◆ OBJECTIF 1
D'après le passage sur le film Ne vous retournez pas, pourquoi Laura et John Baxter partent-ils à Venise ? Répondez en une ou deux phrases.
◆ OBJECTIF 2
Répondez aux questions suivantes à partir du passage sur le film Ne vous retournez pas.
(a) À quoi John se consacre-t-il à Venise ?
(b) Quel trait du film est rattaché à l'influence sur Christopher Nolan ?
(c) Quel classement le film a-t-il reçu en Angleterre ?
◆ OBJECTIF 3
Rédigez la suite du passage sur le film Ne vous retournez pas, en reprenant après sa dernière phrase.

◆ PASSAGE FOURNI
⁂
À la suite de la noyade de leur fille dans leur cottage anglais, Laura et John Baxter (Julie Christie et Donald Sutherland) partent à Venise pour se reconstruire. Pendant que John se consacre à la restauration d’une église, Laura se rapproche de deux sœurs, dont l’une communique avec les morts. Considéré il y a encore vingt ans comme une rareté culte, Ne vous retournez pas a été réévalué mondialement, jusqu’à atteindre le statut (mérité) de classique du cinéma fantastique. S’il est impossible aujourd’hui de nier son influence sur David Lynch (la couleur rouge symbole de mort, la figure cauchemardesque du nain) ou sur Christopher Nolan (la construction en mosaïque temporelle), il a souffert à sa sortie de sa réputation sulfureuse, qui lui valut d’être classé X en Angleterre.
⁂
◆ EXTRAITS DU MATÉRIEL
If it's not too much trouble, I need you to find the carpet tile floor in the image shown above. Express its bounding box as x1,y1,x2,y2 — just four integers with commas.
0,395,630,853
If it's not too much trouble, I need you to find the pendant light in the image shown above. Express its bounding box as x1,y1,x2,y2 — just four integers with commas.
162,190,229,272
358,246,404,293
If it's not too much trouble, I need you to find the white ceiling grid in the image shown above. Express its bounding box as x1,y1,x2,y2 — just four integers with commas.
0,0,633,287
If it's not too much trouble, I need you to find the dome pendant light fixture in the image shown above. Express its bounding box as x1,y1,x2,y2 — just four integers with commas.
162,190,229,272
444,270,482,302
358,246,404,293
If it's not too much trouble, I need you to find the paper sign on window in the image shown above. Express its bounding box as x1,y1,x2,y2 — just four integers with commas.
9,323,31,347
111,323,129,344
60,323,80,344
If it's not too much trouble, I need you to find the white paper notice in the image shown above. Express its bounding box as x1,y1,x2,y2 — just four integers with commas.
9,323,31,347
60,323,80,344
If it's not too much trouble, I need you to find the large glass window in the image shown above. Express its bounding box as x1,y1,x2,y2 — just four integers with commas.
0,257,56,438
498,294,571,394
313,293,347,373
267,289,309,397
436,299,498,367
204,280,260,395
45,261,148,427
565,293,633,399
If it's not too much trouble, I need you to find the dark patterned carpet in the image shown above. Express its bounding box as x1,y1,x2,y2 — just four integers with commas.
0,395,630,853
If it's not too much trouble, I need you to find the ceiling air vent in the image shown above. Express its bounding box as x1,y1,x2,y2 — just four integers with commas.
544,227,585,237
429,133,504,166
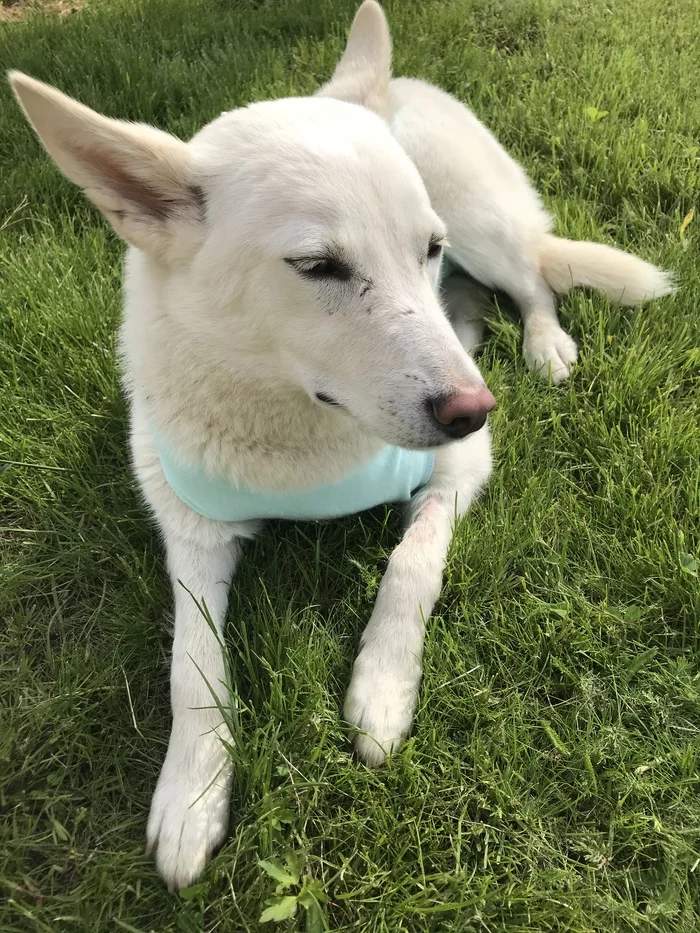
⁂
◆ RÉSULTAT FINAL 1
Leur fille s'est noyée dans leur cottage anglais, et ils partent à Venise pour se reconstruire.

◆ RÉSULTAT FINAL 2
(a) À la restauration d'une église.
(b) La construction en mosaïque temporelle.
(c) Il a été classé X.

◆ RÉSULTAT FINAL 3
En cause, la scène d’amour entre les deux stars, jugée trop crue pour l’époque – il se racontait qu’il s’agissait de sexe non simulé, ce qui poussa Warren Beatty, alors en couple avec Julie Christie, à intervenir auprès du réalisateur. Le temps ayant fait son œuvre, on ne peut qu’admirer l’intelligence de cette séquence dans laquelle Roeg monte en parallèle l’acte, d’une tendresse et d’une justesse rarissimes au cinéma, et ce qui se passe juste après – les amants se rhabillent, chacun de son côté.
Bien plus qu’un gimmick voué à apaiser la censure, ce dispositif cristallise l’insondable mélancolie du film : l’instant de grâce, tandis qu’il se déroule, est déjà passé. Une manière de parler du deuil, ce tunnel de douleur et de culpabilité qui peut s’allonger, sans prévenir, quand on croit en voir le bout. Sortant de l’hôtel le cœur content, Laura et John vont ainsi se perdre dans les ruelles lugubres de Venise. « J’ai trouvé le chemin ! » s’exclame Laura. « Nous sommes déjà passés par ici », rétorque John. Dans ce labyrinthe rongé par les eaux, l’amour et la mort flottent main dans la main.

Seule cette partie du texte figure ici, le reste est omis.